What this task involves:
Show every line of the records below that contains the word "vegetation".

Stored items:
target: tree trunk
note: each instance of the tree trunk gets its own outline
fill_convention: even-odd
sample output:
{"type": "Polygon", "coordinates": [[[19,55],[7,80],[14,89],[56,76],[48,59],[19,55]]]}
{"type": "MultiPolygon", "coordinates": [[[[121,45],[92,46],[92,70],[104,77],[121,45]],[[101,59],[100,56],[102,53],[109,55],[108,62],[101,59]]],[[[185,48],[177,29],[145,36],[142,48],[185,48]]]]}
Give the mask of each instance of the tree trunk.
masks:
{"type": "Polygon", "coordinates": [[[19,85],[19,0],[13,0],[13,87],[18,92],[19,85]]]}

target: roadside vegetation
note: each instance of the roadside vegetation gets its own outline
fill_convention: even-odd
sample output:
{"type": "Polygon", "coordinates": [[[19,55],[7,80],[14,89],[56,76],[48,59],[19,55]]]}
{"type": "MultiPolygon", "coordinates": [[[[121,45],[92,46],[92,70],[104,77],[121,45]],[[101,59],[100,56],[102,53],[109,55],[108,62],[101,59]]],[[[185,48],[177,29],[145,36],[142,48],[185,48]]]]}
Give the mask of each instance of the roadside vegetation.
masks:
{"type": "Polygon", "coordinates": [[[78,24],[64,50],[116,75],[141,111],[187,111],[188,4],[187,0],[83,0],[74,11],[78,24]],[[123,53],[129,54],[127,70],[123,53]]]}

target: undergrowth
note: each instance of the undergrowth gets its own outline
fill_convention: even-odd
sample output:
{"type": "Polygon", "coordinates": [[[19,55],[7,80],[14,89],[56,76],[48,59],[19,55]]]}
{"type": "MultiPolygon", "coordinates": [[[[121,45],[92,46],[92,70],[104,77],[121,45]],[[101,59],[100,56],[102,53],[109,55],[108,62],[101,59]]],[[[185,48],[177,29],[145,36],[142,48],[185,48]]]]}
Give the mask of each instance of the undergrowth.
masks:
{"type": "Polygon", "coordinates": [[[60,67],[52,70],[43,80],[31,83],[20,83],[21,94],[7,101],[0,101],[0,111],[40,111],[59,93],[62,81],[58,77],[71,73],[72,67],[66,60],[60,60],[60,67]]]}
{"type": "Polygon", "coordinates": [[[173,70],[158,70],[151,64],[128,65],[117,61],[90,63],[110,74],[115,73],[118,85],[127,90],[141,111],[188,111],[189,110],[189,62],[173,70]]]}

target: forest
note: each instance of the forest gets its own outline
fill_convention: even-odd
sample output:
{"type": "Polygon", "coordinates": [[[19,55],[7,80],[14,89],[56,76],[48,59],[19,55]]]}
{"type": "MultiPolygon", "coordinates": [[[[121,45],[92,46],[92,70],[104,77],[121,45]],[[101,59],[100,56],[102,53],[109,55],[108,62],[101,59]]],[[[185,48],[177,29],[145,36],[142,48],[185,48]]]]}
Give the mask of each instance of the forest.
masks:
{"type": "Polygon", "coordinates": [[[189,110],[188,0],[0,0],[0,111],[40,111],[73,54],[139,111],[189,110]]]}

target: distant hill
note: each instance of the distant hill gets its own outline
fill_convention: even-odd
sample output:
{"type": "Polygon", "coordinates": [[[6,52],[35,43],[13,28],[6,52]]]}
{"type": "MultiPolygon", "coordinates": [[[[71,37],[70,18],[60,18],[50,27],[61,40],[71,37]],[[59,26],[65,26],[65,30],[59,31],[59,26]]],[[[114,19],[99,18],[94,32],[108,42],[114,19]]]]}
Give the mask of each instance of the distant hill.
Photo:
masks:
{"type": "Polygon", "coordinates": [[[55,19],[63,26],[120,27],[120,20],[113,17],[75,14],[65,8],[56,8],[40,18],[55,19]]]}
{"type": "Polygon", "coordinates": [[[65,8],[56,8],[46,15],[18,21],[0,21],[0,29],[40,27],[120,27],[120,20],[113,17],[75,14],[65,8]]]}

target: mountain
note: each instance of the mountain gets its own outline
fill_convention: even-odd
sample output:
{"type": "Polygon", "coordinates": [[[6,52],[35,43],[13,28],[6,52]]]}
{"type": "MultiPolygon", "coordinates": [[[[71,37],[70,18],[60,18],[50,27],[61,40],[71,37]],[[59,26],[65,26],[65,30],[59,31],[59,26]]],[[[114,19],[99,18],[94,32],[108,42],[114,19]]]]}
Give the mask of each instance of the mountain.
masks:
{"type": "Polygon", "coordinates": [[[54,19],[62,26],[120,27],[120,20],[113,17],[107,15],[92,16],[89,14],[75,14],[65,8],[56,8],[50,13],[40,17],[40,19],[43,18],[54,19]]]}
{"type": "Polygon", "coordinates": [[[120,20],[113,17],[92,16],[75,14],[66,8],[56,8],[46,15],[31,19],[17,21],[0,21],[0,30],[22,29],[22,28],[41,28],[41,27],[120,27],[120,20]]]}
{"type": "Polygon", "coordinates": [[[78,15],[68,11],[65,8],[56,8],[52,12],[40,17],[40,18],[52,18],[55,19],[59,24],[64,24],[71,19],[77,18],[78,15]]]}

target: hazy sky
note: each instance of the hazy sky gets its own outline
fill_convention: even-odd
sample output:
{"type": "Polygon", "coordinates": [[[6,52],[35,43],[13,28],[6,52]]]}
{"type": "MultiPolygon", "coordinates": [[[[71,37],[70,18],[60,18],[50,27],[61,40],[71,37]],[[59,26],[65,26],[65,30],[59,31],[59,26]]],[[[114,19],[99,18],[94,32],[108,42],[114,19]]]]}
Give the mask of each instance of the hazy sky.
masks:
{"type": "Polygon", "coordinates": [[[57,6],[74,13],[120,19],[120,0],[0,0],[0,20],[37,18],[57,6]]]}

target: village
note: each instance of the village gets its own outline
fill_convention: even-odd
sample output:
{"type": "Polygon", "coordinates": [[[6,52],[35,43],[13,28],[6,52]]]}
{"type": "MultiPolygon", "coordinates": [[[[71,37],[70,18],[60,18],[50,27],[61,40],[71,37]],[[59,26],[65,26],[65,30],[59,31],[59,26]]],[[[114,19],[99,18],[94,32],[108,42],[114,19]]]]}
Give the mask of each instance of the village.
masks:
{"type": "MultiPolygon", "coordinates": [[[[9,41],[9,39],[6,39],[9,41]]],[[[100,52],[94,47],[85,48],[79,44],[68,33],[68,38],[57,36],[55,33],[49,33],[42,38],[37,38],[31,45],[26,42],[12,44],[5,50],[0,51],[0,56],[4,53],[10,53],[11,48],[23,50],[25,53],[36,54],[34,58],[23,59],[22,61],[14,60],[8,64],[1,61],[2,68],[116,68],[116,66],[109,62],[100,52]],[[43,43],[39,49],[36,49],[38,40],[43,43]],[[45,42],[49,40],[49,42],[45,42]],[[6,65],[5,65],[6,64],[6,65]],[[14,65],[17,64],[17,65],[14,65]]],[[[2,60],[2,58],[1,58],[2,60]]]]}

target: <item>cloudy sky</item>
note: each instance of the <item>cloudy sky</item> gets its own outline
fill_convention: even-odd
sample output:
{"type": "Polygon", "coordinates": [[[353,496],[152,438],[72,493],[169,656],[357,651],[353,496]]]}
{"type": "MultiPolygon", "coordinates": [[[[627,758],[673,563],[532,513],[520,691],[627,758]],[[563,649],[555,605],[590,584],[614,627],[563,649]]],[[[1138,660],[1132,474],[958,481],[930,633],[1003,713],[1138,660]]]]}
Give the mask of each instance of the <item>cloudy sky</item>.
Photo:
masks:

Completed task:
target: roadside vegetation
note: each instance of the roadside vegetation gets its own outline
Give the mask of each instance of the roadside vegetation.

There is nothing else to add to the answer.